## Required tasks
[1] Decide whether each statement below agrees with the GAAP article, answering yes or no and quoting the words of the article that settle it.
(a) The Governmental Accounting Standards Board was set up in 1984 in Connecticut.
(b) The double entry bookkeeping system was invented in the 18th Century.
(c) Susan Spataro has taught accounting at the Universities of Ohio and Texas.
[2] Using the GAAP article, answer each question briefly:
(a) What event does the article call maybe a low point in the move toward uniform standards?
(b) What office does Susan Spataro hold?
(c) For the purpose of accounting for what does Spataro suggest ignoring the GAAP standard?
[3] Update a portion of the GAAP article, replacing "retiree health benefits" with "retiree pension benefits": begin at the words "It’s the Bible"; stop after "retiree health benefits.".

··· Given passage

Shooting the GAAP
Straying from standards could result in slide down
a slope
Ever since the invention of the double entry bookkeeping system
during the Italian Renaissance in the 15th Century, the
accounting profession has slogged forward on a long, slow march
toward development of uniform standards so that anyone reading
an organization’s books could understand them. There were
stops and starts – the stock market crash of 1929 was maybe a
low point – but eventually the preferred standard of accounting
became known as Generally Accepted Accounting Principles, or
GAAP.
Initially implemented in the private sector, in the second half of the 20th Century the use of GAAP for American governments underwent a gradual development until 1984, when the Governmental Accounting Standards Board (GASB) was established as a private, non-profit group in Connecticut. Since then, attainment of GAAP has been the near-uniform goal of government auditors across the country.
It’s the Bible of the business – which is what makes it difficult for Travis County Auditor Susan Spataro, who has taught accounting at the Universities of Ohio and Texas, to suggest that the GAAP standard just be ignored for the purpose of accounting for retiree health benefits.
“Being on GAAP is always preferable, because you’ve got a common methodology and principles that you can compare to. As a CPA, as a professional, I would certainly prefer GAAP,” Spataro said. “I have to tell you that it’s a hard thing as a professional for me to say, but (in this instance) we need to go off GAAP because it’s just not right. It’s not accurate.”

······
··· Dataset

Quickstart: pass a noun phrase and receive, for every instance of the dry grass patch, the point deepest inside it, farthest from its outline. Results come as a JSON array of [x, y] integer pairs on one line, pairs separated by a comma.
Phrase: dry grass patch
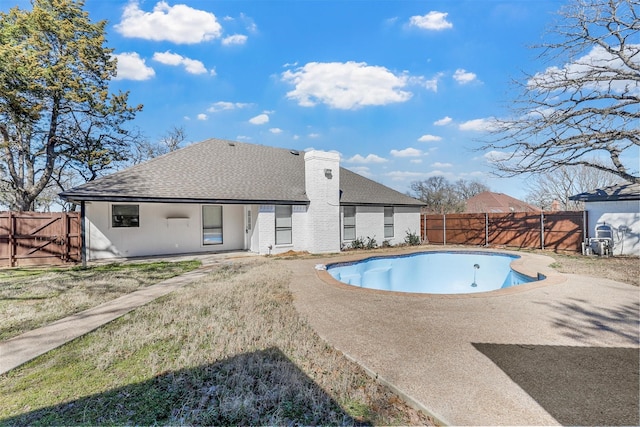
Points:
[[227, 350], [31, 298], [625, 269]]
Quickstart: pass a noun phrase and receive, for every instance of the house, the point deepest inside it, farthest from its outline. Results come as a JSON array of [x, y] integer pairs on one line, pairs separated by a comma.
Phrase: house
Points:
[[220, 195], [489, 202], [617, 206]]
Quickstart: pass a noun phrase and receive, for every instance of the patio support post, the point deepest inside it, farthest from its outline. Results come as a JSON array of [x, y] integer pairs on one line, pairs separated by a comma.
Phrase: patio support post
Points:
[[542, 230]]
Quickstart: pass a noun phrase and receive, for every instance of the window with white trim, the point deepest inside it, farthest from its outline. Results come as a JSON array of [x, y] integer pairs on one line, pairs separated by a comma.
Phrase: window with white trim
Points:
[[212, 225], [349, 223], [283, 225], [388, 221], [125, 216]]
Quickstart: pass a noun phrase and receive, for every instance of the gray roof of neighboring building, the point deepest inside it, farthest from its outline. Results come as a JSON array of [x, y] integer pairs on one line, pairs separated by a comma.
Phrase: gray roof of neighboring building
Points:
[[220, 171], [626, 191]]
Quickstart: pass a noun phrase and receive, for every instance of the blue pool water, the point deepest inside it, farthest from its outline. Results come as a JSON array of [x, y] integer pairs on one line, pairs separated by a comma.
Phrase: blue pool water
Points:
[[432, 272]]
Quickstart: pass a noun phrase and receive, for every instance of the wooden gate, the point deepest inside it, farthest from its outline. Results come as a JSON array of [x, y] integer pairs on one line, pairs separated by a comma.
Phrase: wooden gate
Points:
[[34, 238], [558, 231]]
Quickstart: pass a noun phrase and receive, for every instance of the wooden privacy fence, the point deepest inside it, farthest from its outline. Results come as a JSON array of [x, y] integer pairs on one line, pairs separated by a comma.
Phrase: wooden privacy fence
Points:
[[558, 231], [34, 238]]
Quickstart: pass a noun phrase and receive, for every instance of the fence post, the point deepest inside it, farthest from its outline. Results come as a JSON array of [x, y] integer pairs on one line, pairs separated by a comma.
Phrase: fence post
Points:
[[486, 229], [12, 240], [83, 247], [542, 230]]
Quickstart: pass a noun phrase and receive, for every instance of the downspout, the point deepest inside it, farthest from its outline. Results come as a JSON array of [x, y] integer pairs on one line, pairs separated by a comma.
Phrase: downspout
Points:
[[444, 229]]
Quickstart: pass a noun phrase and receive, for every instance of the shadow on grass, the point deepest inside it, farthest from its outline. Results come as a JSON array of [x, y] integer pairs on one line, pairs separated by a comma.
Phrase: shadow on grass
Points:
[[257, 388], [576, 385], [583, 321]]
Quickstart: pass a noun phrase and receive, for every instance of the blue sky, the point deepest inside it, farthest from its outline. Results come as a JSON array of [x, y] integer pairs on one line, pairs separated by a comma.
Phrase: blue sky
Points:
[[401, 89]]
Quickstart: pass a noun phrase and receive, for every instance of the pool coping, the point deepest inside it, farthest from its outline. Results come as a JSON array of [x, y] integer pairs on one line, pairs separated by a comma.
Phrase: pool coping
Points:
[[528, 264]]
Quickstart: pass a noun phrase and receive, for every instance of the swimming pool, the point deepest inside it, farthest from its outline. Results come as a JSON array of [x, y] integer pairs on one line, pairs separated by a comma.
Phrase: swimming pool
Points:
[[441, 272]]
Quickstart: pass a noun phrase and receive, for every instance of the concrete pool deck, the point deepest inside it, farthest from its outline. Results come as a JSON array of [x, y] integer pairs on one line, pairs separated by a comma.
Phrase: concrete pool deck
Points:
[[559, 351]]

······
··· Dataset

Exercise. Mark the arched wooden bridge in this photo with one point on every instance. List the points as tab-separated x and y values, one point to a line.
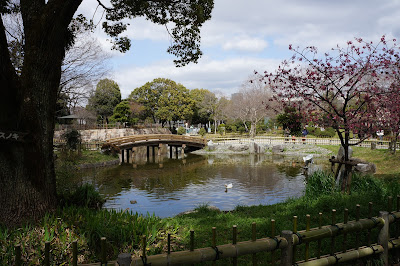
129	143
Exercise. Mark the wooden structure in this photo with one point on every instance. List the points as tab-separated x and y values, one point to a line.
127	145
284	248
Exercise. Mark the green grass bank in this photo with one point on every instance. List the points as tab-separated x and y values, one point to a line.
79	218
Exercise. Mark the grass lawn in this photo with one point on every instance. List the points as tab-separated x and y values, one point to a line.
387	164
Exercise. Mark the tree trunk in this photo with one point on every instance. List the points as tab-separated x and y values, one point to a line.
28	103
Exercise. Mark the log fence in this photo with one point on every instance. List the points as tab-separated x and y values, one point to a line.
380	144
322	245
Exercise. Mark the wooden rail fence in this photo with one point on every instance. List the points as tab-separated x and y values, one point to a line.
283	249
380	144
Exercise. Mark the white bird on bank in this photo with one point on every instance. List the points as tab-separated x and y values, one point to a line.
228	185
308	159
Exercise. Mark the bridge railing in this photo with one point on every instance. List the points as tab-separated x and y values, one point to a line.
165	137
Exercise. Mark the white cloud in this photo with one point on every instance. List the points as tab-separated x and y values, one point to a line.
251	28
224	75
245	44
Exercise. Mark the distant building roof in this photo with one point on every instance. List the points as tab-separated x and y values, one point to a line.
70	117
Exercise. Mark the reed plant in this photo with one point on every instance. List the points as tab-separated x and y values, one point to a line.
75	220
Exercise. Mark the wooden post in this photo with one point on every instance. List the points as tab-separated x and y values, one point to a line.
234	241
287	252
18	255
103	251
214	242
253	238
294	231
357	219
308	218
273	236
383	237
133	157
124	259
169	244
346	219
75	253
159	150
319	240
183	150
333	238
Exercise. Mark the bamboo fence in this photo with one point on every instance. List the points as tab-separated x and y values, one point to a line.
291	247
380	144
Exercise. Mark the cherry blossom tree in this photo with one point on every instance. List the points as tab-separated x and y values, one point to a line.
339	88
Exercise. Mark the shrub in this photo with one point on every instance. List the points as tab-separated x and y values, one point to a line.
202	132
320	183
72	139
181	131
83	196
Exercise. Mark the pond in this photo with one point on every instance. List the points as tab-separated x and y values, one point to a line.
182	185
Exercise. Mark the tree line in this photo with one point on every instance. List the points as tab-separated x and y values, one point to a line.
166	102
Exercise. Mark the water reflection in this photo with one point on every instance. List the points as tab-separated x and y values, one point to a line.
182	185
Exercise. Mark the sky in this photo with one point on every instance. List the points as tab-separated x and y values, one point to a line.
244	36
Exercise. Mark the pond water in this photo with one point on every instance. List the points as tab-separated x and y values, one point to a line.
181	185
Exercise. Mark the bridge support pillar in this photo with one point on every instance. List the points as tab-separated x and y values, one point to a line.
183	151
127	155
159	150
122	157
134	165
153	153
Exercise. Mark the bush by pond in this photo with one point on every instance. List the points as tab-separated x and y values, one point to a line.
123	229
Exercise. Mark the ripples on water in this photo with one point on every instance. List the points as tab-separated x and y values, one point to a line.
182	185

······

## Problem solutions
[1]
(a) Yes: "until 1984, when the Governmental Accounting Standards Board (GASB) was established as a private, non-profit group in Connecticut"
(b) No: "during the Italian Renaissance in the 15th Century"
(c) Yes: "who has taught accounting at the Universities of Ohio and Texas"

[2]
(a) The stock market crash of 1929
(b) Travis County Auditor
(c) Retiree health benefits

[3]
It’s the Bible of the business – which is what makes it difficult for Travis County Auditor Susan Spataro, who has taught accounting at the Universities of Ohio and Texas, to suggest that the GAAP standard just be ignored for the purpose of accounting for retiree pension benefits.